▸ GIVEN PROBLEM 1:
In the fantasy basketball passage, for how many consecutive years has Green earned NBA All-Defensive First Team honors?

▸ PASSAGE SHOWN:
_ _ _ _ _ _ _
Draymond Green, Golden State Warriors

As the hardware implies, the 2016-17 Defensive Player of the Year is one of the top options for fantasy owners looking to boost their defensive stats. Green has earned NBA All-Defensive First Team honors three years in a row and has averaged at least 1.4 steals and 1.3 blocks per game in each of the last four seasons. Green doesn’t offer nearly the same offensive contributions of Antetokounmpo or Davis, but due to that, he’s typically available much later in the drafts. Green’s offensive decline — particularly his three-point production — is a point of concern, but he’s an excellent foundation in the defensive categories in addition to offering elite assists numbers from the power forward position.

A small concern for owners targeting Green are the question marks surrounding the return of DeMarcus Cousins. The Warriors’ shiny new addition will be the best center (by far) Green has played with in Golden State, and Cousins’ presence could potentially cut into Green’s production later in the season. Still, with Cousins projected to miss at least the first few months and coming off of a major lower-leg injury, owners should still consider Green one of the best defensive options on draft day.

Andre Drummond, Detroit Pistons

Fresh off a career year, Detroit’s rebounding vacuum is poised to provide some of the strongest defensive value at the position this season.

Andre Drummond could be in for another dominant defensive season. (Photo by Gregory Shamus/Getty Images)
_ _ _ _ _ _ _
▸ GIVEN PROBLEM 2:
Rewrite the records starting at the line that contains "find reflection of palm tree in water" and ending at the line that contains "top-left (66, 252), bottom-right (183, 398)", both included, and give only those lines. Keep the requests and their sample boxes unchanged, but scale every coordinate in the answer boxes by 0.6 and round each to a whole number, with halves rounded up.
_ _ _ _ _ _ _
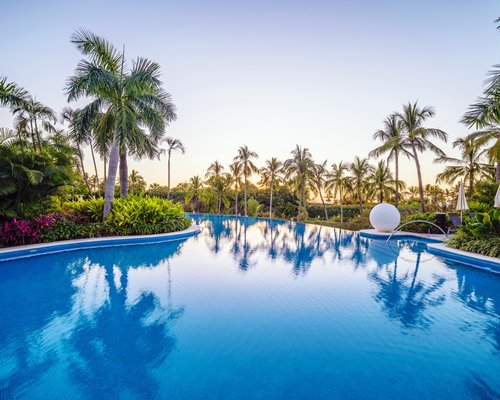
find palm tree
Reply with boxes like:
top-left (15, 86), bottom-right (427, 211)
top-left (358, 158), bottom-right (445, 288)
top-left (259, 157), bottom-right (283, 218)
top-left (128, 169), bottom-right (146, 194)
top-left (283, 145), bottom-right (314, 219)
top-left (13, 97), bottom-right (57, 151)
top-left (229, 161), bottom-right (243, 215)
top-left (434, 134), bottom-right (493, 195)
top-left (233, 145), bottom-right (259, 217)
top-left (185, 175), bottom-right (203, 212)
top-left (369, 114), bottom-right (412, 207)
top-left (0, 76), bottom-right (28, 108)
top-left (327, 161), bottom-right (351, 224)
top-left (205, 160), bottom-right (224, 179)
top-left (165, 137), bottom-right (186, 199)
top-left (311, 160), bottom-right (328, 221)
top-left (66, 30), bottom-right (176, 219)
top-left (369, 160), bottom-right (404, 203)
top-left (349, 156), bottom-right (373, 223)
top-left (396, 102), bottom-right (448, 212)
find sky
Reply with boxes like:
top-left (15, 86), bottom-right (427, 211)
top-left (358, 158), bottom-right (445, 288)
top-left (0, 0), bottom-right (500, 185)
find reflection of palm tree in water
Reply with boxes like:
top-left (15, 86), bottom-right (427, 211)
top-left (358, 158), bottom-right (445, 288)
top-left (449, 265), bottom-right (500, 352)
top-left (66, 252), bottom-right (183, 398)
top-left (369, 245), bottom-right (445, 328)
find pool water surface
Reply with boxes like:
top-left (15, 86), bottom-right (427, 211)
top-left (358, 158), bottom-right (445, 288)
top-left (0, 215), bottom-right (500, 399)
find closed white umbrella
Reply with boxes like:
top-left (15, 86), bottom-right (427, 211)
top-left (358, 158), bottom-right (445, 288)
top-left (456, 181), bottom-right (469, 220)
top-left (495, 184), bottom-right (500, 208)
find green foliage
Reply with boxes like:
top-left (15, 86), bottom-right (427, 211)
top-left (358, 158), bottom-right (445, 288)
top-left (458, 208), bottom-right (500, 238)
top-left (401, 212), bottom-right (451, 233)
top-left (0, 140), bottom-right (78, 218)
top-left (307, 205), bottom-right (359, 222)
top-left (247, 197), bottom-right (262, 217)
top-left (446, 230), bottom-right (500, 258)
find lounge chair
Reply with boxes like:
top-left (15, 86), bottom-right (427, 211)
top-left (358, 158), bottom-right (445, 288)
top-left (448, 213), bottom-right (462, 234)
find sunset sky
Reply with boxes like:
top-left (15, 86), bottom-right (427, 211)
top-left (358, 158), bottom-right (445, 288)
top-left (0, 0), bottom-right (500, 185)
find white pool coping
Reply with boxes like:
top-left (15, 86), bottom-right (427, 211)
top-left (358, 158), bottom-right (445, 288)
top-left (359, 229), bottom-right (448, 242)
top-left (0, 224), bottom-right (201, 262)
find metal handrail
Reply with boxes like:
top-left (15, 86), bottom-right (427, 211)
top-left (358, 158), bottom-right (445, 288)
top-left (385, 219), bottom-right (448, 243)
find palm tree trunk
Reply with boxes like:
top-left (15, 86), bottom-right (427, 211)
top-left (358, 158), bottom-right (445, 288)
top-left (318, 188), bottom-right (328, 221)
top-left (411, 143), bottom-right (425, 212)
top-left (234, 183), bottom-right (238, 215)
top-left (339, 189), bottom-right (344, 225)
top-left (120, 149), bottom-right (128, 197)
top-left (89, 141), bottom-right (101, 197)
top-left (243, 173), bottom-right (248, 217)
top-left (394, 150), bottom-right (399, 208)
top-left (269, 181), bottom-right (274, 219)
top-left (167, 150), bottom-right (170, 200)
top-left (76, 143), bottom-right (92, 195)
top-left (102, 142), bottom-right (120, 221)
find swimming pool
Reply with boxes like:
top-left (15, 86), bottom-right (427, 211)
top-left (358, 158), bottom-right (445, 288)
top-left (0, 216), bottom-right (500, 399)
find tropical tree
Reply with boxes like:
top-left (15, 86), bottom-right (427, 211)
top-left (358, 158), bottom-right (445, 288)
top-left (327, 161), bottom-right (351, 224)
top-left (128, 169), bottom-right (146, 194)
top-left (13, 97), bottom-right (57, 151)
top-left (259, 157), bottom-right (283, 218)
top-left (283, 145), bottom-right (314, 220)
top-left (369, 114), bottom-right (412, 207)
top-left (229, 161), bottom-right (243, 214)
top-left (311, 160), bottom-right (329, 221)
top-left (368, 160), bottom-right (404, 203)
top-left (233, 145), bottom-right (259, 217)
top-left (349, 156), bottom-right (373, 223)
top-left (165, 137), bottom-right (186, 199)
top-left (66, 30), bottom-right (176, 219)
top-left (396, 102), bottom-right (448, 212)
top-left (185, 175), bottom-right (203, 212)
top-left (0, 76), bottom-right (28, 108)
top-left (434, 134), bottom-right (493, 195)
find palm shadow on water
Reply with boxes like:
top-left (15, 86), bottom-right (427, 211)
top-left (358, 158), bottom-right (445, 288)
_ _ _ _ _ _ _
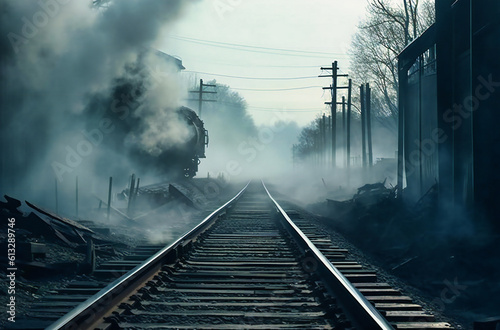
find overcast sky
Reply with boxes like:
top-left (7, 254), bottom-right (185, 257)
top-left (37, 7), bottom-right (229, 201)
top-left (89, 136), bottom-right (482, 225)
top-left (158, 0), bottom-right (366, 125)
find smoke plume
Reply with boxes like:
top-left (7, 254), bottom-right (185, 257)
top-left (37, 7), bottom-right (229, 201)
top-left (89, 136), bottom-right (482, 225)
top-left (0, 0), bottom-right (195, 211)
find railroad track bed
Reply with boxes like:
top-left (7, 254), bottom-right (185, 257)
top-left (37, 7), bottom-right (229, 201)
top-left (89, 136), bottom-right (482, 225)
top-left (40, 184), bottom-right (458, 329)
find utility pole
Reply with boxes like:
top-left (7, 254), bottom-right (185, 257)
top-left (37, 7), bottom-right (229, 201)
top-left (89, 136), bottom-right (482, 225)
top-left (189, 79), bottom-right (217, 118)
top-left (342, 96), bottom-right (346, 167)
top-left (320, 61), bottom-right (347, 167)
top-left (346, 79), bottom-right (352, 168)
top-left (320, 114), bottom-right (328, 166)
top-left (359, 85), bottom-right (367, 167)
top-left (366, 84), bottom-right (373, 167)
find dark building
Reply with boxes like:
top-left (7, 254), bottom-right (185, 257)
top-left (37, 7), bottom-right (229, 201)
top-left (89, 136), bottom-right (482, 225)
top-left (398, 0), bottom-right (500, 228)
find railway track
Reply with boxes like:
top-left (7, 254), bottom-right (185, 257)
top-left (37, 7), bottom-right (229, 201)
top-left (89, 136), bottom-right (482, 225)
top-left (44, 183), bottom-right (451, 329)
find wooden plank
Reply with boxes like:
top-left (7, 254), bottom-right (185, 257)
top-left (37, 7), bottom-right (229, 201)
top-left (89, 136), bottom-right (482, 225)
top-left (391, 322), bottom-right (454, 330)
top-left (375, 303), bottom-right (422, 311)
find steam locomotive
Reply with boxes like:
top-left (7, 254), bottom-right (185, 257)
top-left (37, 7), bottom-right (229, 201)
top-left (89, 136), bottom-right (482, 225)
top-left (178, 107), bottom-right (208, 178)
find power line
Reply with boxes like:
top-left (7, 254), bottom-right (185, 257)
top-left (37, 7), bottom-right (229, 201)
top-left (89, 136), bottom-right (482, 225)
_ _ _ _ _ _ _
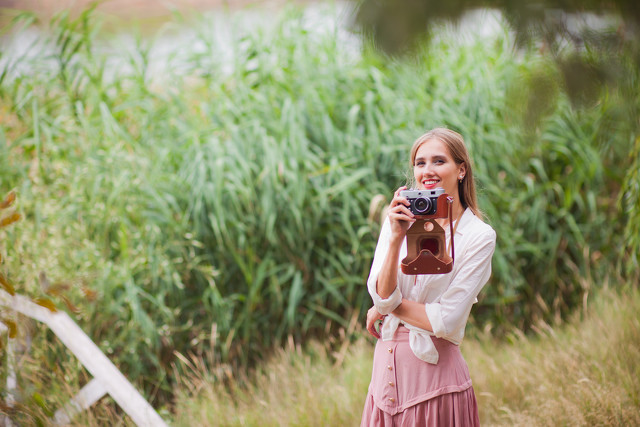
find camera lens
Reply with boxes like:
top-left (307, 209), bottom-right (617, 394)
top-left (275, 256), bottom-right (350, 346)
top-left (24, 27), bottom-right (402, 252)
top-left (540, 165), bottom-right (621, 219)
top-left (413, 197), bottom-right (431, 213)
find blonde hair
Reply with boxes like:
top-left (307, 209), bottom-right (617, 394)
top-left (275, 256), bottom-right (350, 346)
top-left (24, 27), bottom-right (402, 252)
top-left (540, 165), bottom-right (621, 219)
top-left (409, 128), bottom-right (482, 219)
_ _ _ _ _ _ _
▸ EXERCISE SOLUTION 1:
Three years in a row.

▸ EXERCISE SOLUTION 2:
find reflection of palm tree in water
Reply with boxes like:
top-left (15, 86), bottom-right (427, 211)
top-left (358, 158), bottom-right (445, 288)
top-left (269, 159), bottom-right (300, 211)
top-left (40, 151), bottom-right (110, 239)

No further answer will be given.